[What to do] Copy the material from the line containing "Exercise. Mark the car" through the end of the material, both ends included, keeping every line as it is except the answer coordinates. Offset each number in those coordinates by adding 130, leaving the requests and their format samples unchanged.
* Begin Recorded information *
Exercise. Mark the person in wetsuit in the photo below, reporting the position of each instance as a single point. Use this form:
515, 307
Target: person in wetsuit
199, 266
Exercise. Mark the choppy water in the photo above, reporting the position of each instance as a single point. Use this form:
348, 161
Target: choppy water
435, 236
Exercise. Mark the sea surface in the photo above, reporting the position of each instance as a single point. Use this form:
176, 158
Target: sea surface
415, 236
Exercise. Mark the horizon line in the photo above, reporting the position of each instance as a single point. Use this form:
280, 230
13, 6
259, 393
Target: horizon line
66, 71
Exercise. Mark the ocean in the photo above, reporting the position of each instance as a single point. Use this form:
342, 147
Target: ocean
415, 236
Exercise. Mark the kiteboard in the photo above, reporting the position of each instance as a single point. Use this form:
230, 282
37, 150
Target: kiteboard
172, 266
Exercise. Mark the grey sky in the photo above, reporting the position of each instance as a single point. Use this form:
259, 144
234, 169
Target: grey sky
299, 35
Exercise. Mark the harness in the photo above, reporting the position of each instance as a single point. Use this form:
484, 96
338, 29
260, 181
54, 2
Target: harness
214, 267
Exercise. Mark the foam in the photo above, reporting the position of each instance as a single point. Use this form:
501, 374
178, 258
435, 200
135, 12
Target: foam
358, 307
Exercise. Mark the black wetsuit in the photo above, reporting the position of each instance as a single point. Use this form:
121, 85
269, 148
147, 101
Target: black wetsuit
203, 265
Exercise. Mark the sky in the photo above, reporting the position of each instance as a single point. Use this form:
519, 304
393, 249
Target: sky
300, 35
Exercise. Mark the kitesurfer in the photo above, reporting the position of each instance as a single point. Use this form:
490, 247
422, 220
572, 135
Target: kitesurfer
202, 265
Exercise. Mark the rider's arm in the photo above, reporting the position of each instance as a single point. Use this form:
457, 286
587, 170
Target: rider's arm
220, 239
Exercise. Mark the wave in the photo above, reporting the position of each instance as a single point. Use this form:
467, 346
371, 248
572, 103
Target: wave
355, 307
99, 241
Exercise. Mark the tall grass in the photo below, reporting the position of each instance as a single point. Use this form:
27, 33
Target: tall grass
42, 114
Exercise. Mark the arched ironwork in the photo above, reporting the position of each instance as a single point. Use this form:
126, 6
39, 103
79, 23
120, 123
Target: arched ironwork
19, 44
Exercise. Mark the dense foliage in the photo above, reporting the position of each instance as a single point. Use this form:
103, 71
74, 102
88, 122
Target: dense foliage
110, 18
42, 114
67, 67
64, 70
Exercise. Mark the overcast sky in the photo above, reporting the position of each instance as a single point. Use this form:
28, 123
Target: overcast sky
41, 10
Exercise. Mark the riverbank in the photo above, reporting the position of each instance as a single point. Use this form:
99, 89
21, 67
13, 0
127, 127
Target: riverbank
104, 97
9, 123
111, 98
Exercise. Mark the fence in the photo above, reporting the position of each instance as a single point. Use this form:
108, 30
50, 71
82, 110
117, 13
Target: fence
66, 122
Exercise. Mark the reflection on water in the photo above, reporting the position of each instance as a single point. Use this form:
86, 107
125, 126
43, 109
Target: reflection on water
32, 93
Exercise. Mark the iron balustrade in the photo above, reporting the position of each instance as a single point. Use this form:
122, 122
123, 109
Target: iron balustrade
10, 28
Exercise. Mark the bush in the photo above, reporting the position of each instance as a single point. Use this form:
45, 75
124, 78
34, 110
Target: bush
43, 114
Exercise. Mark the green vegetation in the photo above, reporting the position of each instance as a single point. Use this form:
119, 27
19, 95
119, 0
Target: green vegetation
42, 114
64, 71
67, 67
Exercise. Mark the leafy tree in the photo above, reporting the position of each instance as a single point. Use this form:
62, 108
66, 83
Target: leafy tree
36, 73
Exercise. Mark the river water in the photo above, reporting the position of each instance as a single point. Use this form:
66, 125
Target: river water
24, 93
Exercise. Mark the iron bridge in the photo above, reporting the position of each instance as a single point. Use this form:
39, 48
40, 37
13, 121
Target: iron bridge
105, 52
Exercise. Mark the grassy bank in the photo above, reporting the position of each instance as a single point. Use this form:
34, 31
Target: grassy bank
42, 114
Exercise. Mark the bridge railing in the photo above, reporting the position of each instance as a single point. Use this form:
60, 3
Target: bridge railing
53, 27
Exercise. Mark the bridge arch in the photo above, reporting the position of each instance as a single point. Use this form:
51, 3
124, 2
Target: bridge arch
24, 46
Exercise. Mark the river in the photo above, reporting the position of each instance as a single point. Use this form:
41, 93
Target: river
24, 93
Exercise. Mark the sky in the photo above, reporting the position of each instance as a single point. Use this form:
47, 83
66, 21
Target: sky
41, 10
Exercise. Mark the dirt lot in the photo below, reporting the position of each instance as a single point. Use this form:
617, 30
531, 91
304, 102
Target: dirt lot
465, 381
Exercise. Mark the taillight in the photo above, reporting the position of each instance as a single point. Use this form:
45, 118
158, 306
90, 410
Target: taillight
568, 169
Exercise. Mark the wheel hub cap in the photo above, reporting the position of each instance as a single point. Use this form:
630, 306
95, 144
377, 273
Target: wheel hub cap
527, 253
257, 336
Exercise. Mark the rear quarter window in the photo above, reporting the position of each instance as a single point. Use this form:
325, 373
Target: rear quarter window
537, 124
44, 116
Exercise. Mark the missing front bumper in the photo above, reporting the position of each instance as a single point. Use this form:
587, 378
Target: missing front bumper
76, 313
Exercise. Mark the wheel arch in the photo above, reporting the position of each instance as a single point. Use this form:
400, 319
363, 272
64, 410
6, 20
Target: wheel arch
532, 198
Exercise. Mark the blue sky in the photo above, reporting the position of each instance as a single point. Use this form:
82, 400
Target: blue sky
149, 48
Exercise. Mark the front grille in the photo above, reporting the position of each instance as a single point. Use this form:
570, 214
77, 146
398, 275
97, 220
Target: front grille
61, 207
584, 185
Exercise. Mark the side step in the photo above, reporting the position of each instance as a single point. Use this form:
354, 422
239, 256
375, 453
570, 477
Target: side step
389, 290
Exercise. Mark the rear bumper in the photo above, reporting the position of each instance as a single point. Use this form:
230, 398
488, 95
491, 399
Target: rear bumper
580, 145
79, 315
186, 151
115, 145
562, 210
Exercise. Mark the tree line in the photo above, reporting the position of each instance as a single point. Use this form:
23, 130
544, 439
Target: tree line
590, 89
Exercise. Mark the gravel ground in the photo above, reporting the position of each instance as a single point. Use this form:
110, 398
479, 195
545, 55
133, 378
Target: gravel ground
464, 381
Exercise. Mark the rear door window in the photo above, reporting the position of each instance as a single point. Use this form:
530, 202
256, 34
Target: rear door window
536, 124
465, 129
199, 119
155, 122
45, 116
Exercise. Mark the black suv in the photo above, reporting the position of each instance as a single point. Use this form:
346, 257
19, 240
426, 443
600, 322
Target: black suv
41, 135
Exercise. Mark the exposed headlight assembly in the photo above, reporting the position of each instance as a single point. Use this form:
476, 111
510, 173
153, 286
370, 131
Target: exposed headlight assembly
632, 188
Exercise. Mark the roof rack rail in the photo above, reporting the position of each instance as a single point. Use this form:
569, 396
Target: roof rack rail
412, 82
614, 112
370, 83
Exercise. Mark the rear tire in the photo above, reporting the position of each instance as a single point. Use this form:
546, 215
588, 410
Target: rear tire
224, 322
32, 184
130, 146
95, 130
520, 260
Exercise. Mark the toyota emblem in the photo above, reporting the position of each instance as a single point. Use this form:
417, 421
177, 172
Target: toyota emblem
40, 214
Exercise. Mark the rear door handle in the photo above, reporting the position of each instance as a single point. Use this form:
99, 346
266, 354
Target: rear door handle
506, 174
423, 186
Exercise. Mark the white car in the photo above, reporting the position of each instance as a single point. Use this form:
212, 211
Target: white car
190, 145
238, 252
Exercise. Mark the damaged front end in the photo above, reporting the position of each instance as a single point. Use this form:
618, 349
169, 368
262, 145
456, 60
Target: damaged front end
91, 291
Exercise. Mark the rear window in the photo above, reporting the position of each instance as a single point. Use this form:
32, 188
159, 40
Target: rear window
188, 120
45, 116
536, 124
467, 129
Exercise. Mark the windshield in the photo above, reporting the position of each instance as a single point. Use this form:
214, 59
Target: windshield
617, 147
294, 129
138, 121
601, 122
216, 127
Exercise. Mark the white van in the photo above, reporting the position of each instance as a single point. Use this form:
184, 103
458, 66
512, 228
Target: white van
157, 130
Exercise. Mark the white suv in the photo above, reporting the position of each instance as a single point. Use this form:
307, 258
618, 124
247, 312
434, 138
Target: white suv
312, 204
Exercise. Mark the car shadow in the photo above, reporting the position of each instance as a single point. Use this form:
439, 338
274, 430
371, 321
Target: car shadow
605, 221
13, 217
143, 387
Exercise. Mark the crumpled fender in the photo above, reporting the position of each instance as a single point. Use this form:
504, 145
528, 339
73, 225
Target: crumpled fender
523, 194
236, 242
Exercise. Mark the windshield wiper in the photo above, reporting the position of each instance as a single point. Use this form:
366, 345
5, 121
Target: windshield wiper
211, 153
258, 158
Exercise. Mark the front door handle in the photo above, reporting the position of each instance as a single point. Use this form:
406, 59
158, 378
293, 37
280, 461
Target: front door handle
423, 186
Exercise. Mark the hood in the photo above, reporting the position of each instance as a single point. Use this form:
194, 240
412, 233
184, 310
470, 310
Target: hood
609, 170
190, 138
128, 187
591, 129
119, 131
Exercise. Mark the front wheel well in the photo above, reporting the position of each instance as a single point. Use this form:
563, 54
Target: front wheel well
* End Recorded information *
[Solution below]
Exercise. Mark the car shadow in the photo above, reporting the position of each instance as a single point. Use this form:
439, 338
274, 430
371, 321
Target: car shadow
735, 351
143, 347
273, 517
Exercise. Mark the crumpled fender in the photo above, reporting the position of each instance as a single point. Use this form:
504, 145
528, 339
73, 225
Target: crumpled fender
653, 324
366, 372
Exercise. Mark the windshield wiper in the photo above, reporting the position of each instance as a single point. Use this form:
366, 345
5, 121
Target: windshield wiper
341, 283
388, 288
Exercise. Mark the front door handle in the photo above, reporting the position of each instance as a single point. Use this form:
406, 59
158, 378
293, 37
280, 461
Target: front door handle
553, 316
Exercise. Mark the hood in the photo above, reporting the position of each instance as a single point. Use this form:
194, 240
412, 233
184, 310
470, 310
Target: hood
739, 300
320, 268
258, 317
721, 259
249, 261
Exercise. Mark the front wheel well in the photo above, reporting the position of each instance as a single point. Use this form:
563, 54
Target: front wheel well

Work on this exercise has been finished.